● Problem
Pick out each line in the material below that contains the string "wooden", and copy those lines. Case matters.

-- Start of Stored data --

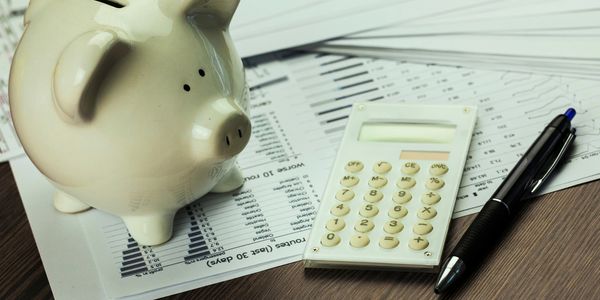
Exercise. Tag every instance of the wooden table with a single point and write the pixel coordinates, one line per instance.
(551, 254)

-- End of Stored data --
-- Start of Stored data --

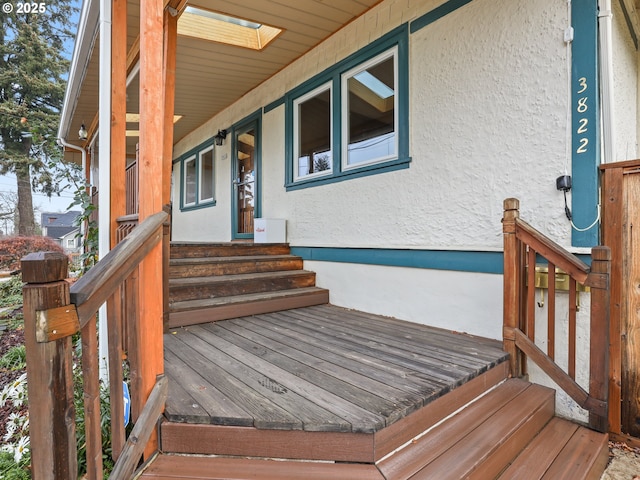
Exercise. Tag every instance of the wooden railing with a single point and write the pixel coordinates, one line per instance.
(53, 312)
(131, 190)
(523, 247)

-- End of Stored data --
-- Start of Stored data --

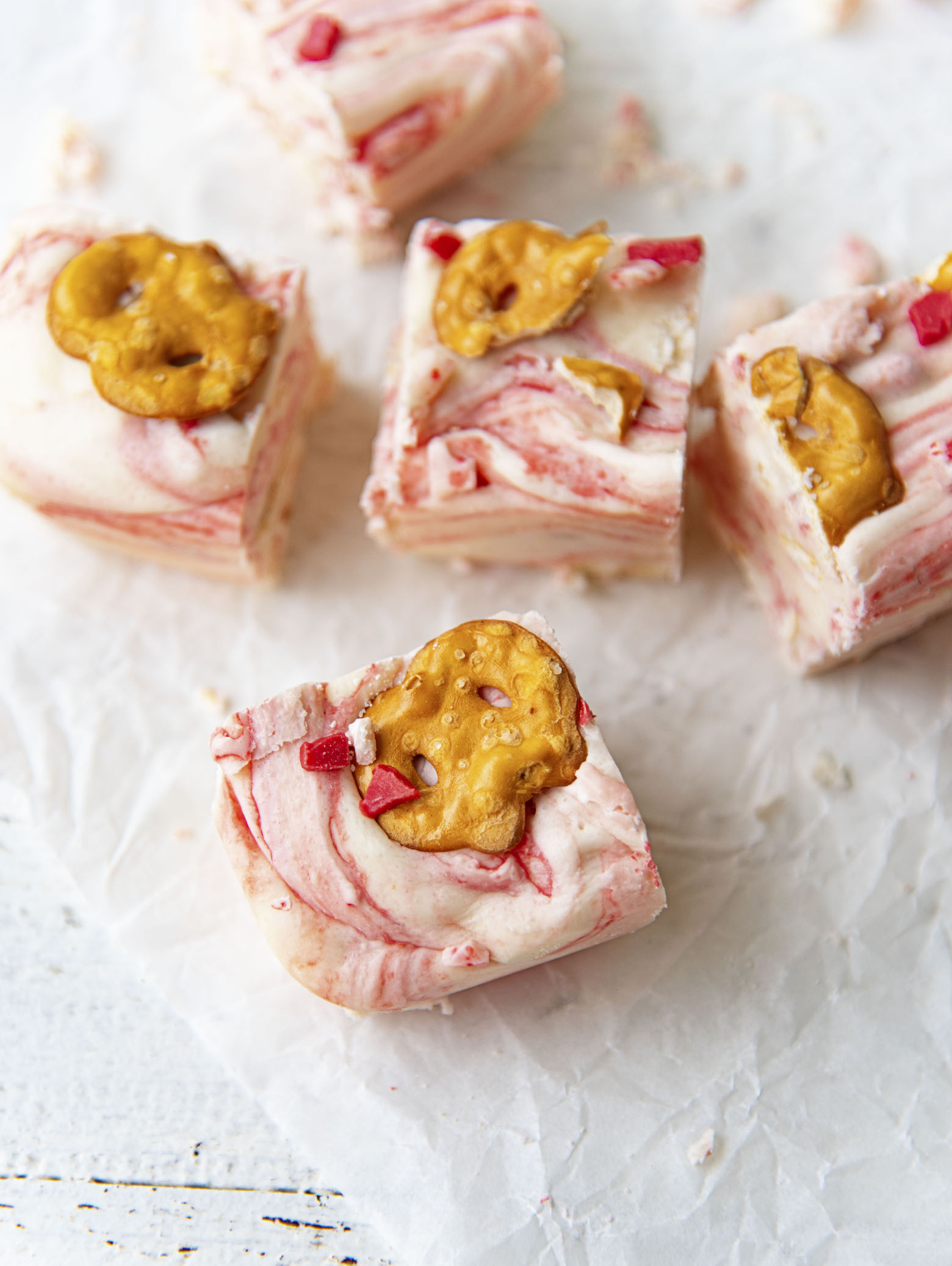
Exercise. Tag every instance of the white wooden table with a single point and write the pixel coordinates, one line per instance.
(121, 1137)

-- End of Stored data --

● Task output
Exercise. Tag every instance of the wooden table with a single point and write the pixel coordinates, one line per instance.
Exercise. Tag every instance of the wooden railing with a single point and write the pixel coordinates, one line per instance.
Exercise. Tag every instance of the white wooden table with a single point and write the pixel coordinates, one line per instance.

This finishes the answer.